* _CHALLENGE_
Change each "innermost" in the material below to "central", and copy everything else over unchanged.

* _RECORDS_
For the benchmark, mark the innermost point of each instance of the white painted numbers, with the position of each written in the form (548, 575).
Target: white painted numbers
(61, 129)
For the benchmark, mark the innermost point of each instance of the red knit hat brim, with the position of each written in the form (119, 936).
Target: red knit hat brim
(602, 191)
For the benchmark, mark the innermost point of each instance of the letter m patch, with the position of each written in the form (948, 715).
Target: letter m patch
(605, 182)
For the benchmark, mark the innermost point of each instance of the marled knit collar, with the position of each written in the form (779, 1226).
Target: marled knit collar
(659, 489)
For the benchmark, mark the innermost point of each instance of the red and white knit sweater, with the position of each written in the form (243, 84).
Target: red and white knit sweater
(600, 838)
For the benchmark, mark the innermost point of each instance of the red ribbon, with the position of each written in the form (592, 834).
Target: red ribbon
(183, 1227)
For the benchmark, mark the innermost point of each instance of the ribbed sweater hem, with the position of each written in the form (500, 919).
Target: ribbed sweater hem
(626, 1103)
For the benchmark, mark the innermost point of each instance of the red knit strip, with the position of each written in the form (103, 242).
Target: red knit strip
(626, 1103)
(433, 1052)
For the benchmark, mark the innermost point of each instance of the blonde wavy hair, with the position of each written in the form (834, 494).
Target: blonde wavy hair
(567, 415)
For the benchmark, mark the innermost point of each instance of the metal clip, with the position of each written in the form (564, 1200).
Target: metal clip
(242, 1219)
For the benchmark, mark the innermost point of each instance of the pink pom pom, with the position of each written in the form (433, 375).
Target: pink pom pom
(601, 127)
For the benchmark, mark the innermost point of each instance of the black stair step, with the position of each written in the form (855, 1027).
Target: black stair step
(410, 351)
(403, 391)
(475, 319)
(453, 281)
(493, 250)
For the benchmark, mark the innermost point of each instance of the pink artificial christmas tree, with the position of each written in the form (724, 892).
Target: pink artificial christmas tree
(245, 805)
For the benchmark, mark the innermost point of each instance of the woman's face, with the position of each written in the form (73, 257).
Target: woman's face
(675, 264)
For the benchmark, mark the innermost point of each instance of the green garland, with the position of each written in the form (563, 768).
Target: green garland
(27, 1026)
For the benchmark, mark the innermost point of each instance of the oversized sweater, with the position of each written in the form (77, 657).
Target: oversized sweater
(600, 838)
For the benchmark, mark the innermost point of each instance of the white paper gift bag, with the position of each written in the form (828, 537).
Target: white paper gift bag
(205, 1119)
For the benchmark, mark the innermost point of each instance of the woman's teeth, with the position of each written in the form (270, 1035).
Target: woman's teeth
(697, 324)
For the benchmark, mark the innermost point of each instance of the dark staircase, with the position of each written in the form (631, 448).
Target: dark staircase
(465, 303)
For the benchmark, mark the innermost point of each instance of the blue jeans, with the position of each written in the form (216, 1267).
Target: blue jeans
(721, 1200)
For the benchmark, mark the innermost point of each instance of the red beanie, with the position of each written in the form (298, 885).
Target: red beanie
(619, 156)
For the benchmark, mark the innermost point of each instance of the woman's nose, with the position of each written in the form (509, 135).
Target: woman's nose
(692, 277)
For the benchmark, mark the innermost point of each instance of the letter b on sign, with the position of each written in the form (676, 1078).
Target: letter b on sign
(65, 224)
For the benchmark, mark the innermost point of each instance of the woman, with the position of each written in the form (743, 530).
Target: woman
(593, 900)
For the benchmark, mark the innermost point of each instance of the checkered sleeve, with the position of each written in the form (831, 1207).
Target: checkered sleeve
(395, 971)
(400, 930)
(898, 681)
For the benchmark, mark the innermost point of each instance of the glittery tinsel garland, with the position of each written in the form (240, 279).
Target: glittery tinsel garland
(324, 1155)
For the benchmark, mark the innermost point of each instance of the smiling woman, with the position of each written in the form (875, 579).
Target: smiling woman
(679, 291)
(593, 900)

* _FINISHED ANSWER_
For the benchmark, mark the central point of each instance of the white painted numbers, with the position of each written in the form (548, 575).
Target: white painted numbers
(61, 129)
For the benchmark, mark the central point of each instance of the red knit hat brim, with the position of each written in the form (119, 936).
Target: red knit hat brim
(602, 191)
For the benchmark, mark the central point of each instance of the letter m patch, with the position of each written in the form (948, 715).
Target: letter m patch
(605, 182)
For the benchmark, mark the central point of each instance of the marled knit collar, with the position of each written in the form (779, 1226).
Target: marled knit collar
(659, 489)
For the benchmark, mark the central point of each instance of the red and white knit sweater, with the position of each written in the form (243, 84).
Target: red and white knit sweater
(600, 838)
For the benchmark, mark the central point of each instance of the red ribbon, with the position of each written in the form (592, 834).
Target: red ribbon
(183, 1227)
For the benchmark, mark the central point of each instance of the ribbed sweater hem, with the position of each written in the form (500, 919).
Target: ribbed sweater hem
(626, 1103)
For the benchmark, mark the central point of each instance of the red knit strip, with the position of each written in the form (103, 242).
Target: red knit strip
(626, 1103)
(433, 1052)
For the benchmark, mark the central point of each instance of the blonde wavy hair, with the position of each written in the form (834, 494).
Target: blonde wavy hair
(567, 415)
For the benchmark, mark the central point of each instance of the metal clip, with the position of each written in the form (564, 1200).
Target: metal clip
(242, 1219)
For the benchmark, mark the central point of each instance of the pink pom pom, with the position of each written in the form (433, 375).
Target: pink pom pom
(601, 127)
For the benchmark, mark the central point of each instance of the black stair step, with the position of each written in the form (855, 1027).
Target: black stair step
(410, 351)
(403, 391)
(475, 319)
(453, 281)
(493, 250)
For the benchmark, mark the central point of each instance of the pink artificial christmas tree, with the position of each written in the form (724, 892).
Target: pink artificial christmas tree
(245, 805)
For the benchmark, mark the central point of each instance of the woman's face, with the position of each written in the form (73, 257).
Target: woman's face
(675, 264)
For the benchmark, mark the central point of each instance of the green garland, with the position of each written in the form (563, 768).
Target: green garland
(27, 1026)
For the benchmark, mark the central point of each instance of the oversized sweater, with the position of each written in the form (77, 657).
Target: oversized sweater
(600, 838)
For the benchmark, mark the central point of each instance of the white paper gift bag, with the position of each written in the form (828, 537).
Target: white paper gift bag
(205, 1119)
For the benchmark, mark the central point of each instance of the woman's teeth, with the position of each written in the form (270, 1035).
Target: woman's teeth
(697, 324)
For the benchmark, mark the central point of each instance of the dark staircase, with the position of each written in the form (631, 448).
Target: dark staircase
(465, 303)
For the benchmark, mark the central point of each instance of the blue jeans, with the position of each written in the form (216, 1267).
Target: blue jeans
(721, 1200)
For the benchmark, mark the central point of each instance of the red beanie, with the position of each written in the form (298, 885).
Target: red beanie
(619, 156)
For the benchmark, mark the central point of each instance of the woman's nose, with the position of each written in the form (509, 135).
Target: woman's nose
(692, 277)
For the benchmark, mark the central point of each instance of the letter b on sign, with the position of each written in the form (676, 1078).
Target: letter b on sign
(65, 224)
For the benchmark, mark the central point of each instance of the woman, with the position of each written in the form (743, 530).
Target: woman
(593, 900)
For the benchmark, mark the central point of each instance of the checkered sleeve, with the position of each written in the form (831, 1207).
Target: checkered sleeve
(395, 971)
(400, 930)
(898, 681)
For the benchmark, mark the central point of each instance of the glittery tinsel garland, with the position of each written in the form (240, 279).
Target: glittery tinsel garland
(324, 1155)
For the benchmark, mark the central point of each instance of the smiling woman, with the position of each written in the form (875, 579).
Target: smiling woman
(679, 291)
(593, 900)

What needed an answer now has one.